## Problem requirements
Your answer should be the full data, transcribed exactly, with no pictures in it.

(Data records Opens)

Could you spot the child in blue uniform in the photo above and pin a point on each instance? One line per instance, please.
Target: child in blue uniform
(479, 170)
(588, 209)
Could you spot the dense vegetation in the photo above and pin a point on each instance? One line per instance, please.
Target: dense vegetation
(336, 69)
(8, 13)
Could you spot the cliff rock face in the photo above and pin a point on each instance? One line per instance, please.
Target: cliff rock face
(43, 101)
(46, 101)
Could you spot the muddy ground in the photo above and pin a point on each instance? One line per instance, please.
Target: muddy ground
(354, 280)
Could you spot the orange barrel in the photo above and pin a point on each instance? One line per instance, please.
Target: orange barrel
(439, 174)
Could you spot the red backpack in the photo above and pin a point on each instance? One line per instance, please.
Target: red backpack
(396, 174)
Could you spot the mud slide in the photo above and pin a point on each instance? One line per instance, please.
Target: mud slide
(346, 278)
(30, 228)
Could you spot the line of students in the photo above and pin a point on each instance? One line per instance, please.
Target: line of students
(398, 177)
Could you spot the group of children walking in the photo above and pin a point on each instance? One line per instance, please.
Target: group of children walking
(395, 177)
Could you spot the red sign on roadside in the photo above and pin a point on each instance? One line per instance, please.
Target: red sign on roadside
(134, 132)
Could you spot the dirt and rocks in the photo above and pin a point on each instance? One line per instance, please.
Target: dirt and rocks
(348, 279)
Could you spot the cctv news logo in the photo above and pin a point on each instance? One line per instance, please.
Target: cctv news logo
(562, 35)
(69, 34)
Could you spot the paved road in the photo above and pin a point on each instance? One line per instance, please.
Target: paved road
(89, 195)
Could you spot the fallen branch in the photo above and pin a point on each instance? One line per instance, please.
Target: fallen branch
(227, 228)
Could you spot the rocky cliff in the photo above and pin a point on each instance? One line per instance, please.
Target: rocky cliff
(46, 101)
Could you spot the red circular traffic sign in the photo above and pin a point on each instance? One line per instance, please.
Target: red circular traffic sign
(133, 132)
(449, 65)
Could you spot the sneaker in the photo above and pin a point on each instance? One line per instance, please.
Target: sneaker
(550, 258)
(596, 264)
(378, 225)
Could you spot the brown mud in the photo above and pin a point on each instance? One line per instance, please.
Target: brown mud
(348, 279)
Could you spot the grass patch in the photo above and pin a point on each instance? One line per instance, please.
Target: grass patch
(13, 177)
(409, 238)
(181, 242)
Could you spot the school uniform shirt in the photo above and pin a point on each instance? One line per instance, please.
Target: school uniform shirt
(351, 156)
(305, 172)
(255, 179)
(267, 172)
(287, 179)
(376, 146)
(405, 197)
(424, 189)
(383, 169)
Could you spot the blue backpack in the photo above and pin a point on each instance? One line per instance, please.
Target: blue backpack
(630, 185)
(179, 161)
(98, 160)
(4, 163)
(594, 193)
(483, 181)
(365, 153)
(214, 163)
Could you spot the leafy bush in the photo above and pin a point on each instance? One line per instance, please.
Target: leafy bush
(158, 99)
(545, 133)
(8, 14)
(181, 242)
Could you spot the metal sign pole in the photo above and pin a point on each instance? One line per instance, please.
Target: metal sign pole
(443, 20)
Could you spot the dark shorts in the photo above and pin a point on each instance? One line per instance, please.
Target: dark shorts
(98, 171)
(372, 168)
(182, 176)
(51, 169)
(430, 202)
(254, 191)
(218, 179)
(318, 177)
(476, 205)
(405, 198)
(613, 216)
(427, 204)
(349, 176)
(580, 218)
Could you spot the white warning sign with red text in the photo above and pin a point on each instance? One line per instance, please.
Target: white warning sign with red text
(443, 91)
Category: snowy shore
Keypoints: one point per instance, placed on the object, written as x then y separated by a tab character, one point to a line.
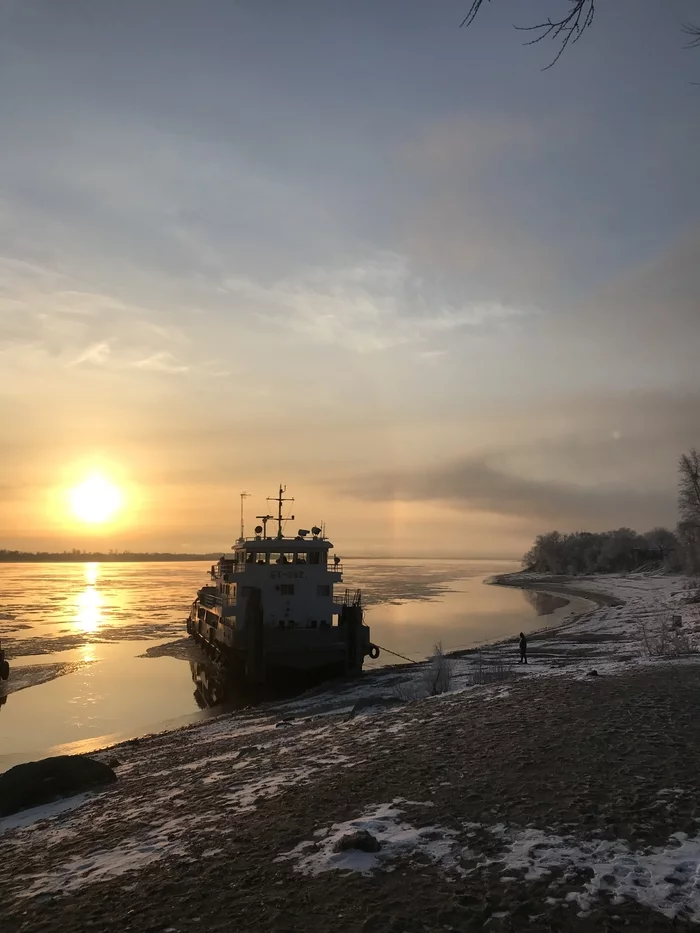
537	796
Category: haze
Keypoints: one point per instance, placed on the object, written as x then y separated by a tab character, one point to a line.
451	300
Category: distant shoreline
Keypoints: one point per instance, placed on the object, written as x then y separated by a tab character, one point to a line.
13	557
69	557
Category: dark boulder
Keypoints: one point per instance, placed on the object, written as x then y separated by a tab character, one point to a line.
361	840
38	782
373	702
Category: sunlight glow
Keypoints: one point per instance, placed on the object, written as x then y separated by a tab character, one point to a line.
92	569
88	616
95	500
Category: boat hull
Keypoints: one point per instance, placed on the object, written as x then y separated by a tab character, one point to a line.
257	654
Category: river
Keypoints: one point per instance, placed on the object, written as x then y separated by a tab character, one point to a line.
99	619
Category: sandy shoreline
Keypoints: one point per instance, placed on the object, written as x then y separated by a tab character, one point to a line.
549	800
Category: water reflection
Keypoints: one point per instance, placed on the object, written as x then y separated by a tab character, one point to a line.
92	571
544	604
88	617
215	688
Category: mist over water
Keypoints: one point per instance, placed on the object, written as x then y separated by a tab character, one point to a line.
100	619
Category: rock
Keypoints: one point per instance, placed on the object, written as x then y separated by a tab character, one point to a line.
367	702
38	782
361	840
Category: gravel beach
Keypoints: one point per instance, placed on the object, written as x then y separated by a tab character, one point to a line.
554	799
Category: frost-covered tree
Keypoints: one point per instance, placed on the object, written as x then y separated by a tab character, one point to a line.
568	24
584	552
689	509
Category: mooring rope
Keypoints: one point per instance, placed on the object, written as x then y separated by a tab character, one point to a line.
396	654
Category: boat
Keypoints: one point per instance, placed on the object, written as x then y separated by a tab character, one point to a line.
270	613
4	665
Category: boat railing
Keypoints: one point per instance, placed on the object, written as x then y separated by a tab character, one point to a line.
352	598
291	565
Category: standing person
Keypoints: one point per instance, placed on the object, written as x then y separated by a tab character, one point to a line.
523	649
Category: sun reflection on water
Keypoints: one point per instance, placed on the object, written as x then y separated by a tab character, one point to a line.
89	602
92	571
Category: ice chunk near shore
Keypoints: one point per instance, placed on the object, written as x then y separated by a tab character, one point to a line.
395	838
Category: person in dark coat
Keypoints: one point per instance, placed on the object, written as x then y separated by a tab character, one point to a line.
523	649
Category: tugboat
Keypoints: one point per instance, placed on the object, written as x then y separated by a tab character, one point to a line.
4	665
270	615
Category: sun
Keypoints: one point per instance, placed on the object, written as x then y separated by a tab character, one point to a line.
95	500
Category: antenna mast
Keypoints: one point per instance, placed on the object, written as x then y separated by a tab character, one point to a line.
244	496
279	500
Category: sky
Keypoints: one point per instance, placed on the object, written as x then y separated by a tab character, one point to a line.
449	298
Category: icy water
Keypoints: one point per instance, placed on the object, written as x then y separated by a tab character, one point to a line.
102	617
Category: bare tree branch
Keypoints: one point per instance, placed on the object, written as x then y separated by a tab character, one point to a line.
568	29
471	15
690	29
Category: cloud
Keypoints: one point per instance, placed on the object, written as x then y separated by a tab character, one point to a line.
475	484
368	306
162	362
98	354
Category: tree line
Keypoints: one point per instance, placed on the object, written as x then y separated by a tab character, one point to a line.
16	557
624	550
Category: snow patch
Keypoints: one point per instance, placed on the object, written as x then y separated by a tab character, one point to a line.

(Data records Closes)

## Reply to the task
Could you spot the child in blue uniform in the photo above and pin a point on each instance? One line per instance, please.
Target: child in blue uniform
(479, 170)
(588, 209)
Could you spot the dense vegetation in the photo above and pin a point on each instance? One line per instance, please.
Target: dense vegetation
(336, 69)
(8, 13)
Could you spot the cliff rock face in the photo above and pin a point on each instance? One line per instance, please.
Target: cliff rock face
(43, 101)
(46, 101)
Could you spot the muddy ground in the photo above and pin a point on each instance? One line per instance, please.
Target: muddy ground
(354, 280)
Could you spot the orange barrel in the photo above and pin a point on each instance? One line per instance, please.
Target: orange barrel
(439, 174)
Could you spot the red backpack in the photo above and pin a point on each instance? One line per instance, please.
Target: red backpack
(396, 174)
Could you spot the mud slide in the photo above and pin a point on each instance? One line per instance, please.
Target: mud slide
(346, 278)
(30, 228)
Could you spot the line of students in the photo above and pin a point on each instance? One line per instance, please.
Target: line of students
(398, 177)
Could you spot the group of children walking in the photo above and pin a point on each instance? One line per instance, please.
Target: group of children walking
(395, 177)
Could you spot the red sign on roadside in the photo above and pin a point on each instance? One line per instance, please.
Target: red sign on roadside
(134, 132)
Could you spot the dirt and rocks in the photo above and pin a point on each instance? One line per instance, please.
Target: dirt and rocks
(348, 279)
Could you spot the cctv news logo in the photo above and pin a point on each instance? One line per instance, please.
Target: cctv news logo
(562, 35)
(69, 34)
Could you spot the paved road in the photo above and pin a point on each instance? One line per instance, please.
Target: paved road
(89, 195)
Could you spot the fallen branch in the photo above and pin a point on each instance? One line per instance, please.
Target: fallen branch
(227, 228)
Could you spot the rocky cliff in the photo above and pin a point on each instance? One line per instance, please.
Target: rocky cliff
(46, 101)
Could you spot the red circular traffic sign in the photo above and pin a point on each instance? One line per instance, please.
Target: red circular traffic sign
(133, 132)
(449, 65)
Could you spot the sneaker in the photo above and pin a point on each instance? One line per instance, please.
Target: sneaker
(550, 258)
(596, 264)
(378, 225)
Could you spot the brown mud in the photo above and pin a point on each instance? One line per instance, please.
Target: brown mud
(348, 279)
Could you spot the grass patch in the photo above and pin a point on each instance? One line per instance, please.
Target: grass patch
(13, 177)
(409, 238)
(181, 242)
Could you spot the school uniform shirt in the photo above and pin a point on each instance? One line per instance, please.
Target: school uniform shirt
(351, 156)
(305, 172)
(255, 179)
(267, 172)
(287, 179)
(376, 146)
(405, 197)
(424, 189)
(383, 169)
Could you spot the blue backpack in the photo above and pin a point on each instance? One line per instance, please.
Target: blue backpack
(630, 185)
(179, 161)
(98, 160)
(4, 163)
(594, 193)
(483, 181)
(365, 153)
(214, 163)
Could you spot the leafy bush in the photo above and pin a point on each instance? One line per instance, please.
Target: leafy bush
(158, 99)
(545, 133)
(8, 14)
(181, 242)
Could you spot the metal sign pole in the photo above and pin a point on each instance? One line per instance, please.
Target: metal sign pole
(443, 20)
Could you spot the dark shorts in the photo above and pin a point on each instance? One line per instance, please.
Target: dark shorts
(98, 171)
(372, 168)
(182, 176)
(51, 169)
(430, 202)
(254, 191)
(218, 179)
(318, 177)
(476, 205)
(405, 198)
(613, 216)
(427, 204)
(349, 176)
(580, 218)
Could you spot the white warning sign with red text in the photo above and pin a point on each instance? One line per instance, please.
Target: white warning sign with red text
(443, 91)
Category: snowy shore
Keypoints: one point per instance, placed on the object, written as x then y separated by a tab character, one point to a line.
537	796
Category: haze
Keypoints: one point per instance, placed on the object, written as x then y separated by a tab character, one point to a line.
451	300
Category: distant shoreline
Keypoints: one point per instance, placed on the object, written as x then y separated by a tab character, one point to a line.
13	557
69	557
Category: dark boulder
Keypoints: one point per instance, placed on the object, written as x then y separated by a tab character, one point to a line.
361	840
38	782
373	702
Category: sunlight glow
Keypoints: one point per instance, placed on the object, written as x then y separated by a tab character, one point to a line.
92	569
88	616
95	500
Category: boat hull
Keypoints: one point per instance, placed on the object, written as x then y separated by a tab character, one point to a line.
257	654
Category: river
Keypoints: one point per instance, placed on the object, written as x then y separated by a tab character, one point to a line.
99	619
Category: sandy shoreline
Keypoints: one point per instance, placed on the object, written as x then y separated by a tab character, one point to a line.
549	800
Category: water reflection
Keypoints: one point per instance, placed on the object, written as x then y separated by a tab character, one point to a line.
92	571
544	604
88	617
215	688
Category: mist over water
Keypoints: one point per instance, placed on the object, written as x then y separated by a tab character, one point to a line.
100	619
Category: rock
Keypoints: one point per instance, placed on the object, written as x then y separated by a tab character, one point to a line.
367	702
38	782
361	840
Category: gravel beach
Keypoints: one point per instance, placed on the object, written as x then y separated by a tab character, one point to a line.
554	799
Category: frost-covered tree
Keypoints: one point per instance, placed on the object, written as x then y separated by a tab character, one point to a line.
568	24
584	552
689	509
Category: mooring rope
Keypoints: one point per instance, placed on the object, written as x then y separated by a tab character, one point to a line.
396	654
Category: boat
Keypoints: one point per instance, placed on the object, written as x then y separated by a tab character, one point to a line.
270	613
4	665
Category: boat railing
Keypoints: one point per instance, placed on the object, written as x then y separated by a tab character, one point to a line.
352	598
291	565
Category: standing person
Keypoints: one point per instance, placed on the object, written as x then y separated by a tab character, one point to a line.
523	649
Category: sun reflection on water
Keypoints: one point per instance, placed on the object, written as x then y separated by a tab character, one point to a line.
89	602
92	571
Category: ice chunk near shore
Keypoints: one point per instance, placed on the object, written as x then y separated by a tab character, one point to a line.
395	838
Category: person in dark coat
Keypoints: one point per instance, placed on the object, written as x then y separated by a tab character, one point to a line.
523	649
Category: tugboat
Keypoints: one point per instance, placed on the object, written as x then y separated by a tab character, one point to a line.
4	665
270	615
Category: sun
Keypoints: one point per instance, placed on the object, written as x then y separated by a tab character, one point to a line.
95	500
Category: antenna mast
Keypoints: one point per instance, placed on the object, written as x then y separated by a tab character, one point to a line.
244	496
279	500
Category: sky
Keypoints: one point per instance, placed on the object, written as x then y separated by a tab character, one point to a line.
449	298
Category: icy water
Keypoints: one point per instance, placed on the object, written as x then y separated by a tab character, one point to a line.
102	617
Category: bare tree branch
Keypoints: one point per instance, placed on the object, written as x then y separated by a tab character, one point to a line.
568	29
471	15
690	29
Category: cloud
Keypoints: one point per instance, placed on the object, written as x then y separated by a tab character, one point to a line.
475	484
368	306
162	362
98	354
Category: tree line
Keypoints: one point per instance, placed on the object, written as x then y separated by a tab character, one point to a line.
16	557
624	550
Category: snow patch
Keypoints: one point per instance, placed on the object, written as x then y separated by a tab character, one point to a line.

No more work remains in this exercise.